▶ Short task
Return, character for character, the lines from the one bearing "Target: shadow on lawn" through the end of the material. Omit everything before that line.

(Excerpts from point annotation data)
════════

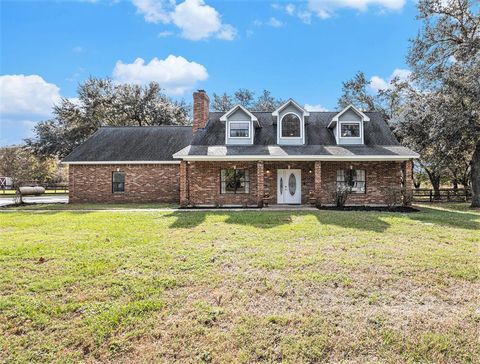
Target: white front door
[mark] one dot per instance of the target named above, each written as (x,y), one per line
(289,186)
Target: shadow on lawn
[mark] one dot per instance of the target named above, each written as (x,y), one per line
(269,219)
(455,219)
(361,220)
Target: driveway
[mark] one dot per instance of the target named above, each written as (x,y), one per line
(5,201)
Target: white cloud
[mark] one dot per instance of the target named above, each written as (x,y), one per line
(298,11)
(325,8)
(316,107)
(227,32)
(274,22)
(175,74)
(271,22)
(153,10)
(27,95)
(290,9)
(195,19)
(164,34)
(378,83)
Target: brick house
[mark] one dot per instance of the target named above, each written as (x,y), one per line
(244,158)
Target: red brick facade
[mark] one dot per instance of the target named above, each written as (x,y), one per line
(199,183)
(200,110)
(380,176)
(143,183)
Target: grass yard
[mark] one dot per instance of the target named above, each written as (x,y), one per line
(250,286)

════════

▶ Full answer
Target: shadow on lawn
[mark] one dot per instance of the target named above, each written as (x,y), one per line
(269,219)
(455,219)
(361,220)
Target: driveway
[mark] one dot per instance of the target named above, each written as (x,y), one per line
(5,201)
Target: white cloud
[mark] one dot per instance of the target named above, each written as (x,y), one per line
(298,11)
(325,8)
(316,107)
(227,32)
(274,22)
(175,74)
(271,22)
(153,10)
(27,95)
(290,9)
(195,19)
(164,34)
(378,83)
Target: brick house
[mark] one dot per instance of the target named above, each written as (x,y), one per line
(244,158)
Target: red brick facade
[mark] one dot per instance of the target named above, each written as (x,y), one per line
(199,183)
(200,110)
(380,176)
(143,183)
Target: grass yard
[mark] one dot per instance of the target named above, each written as (x,y), one per line
(250,286)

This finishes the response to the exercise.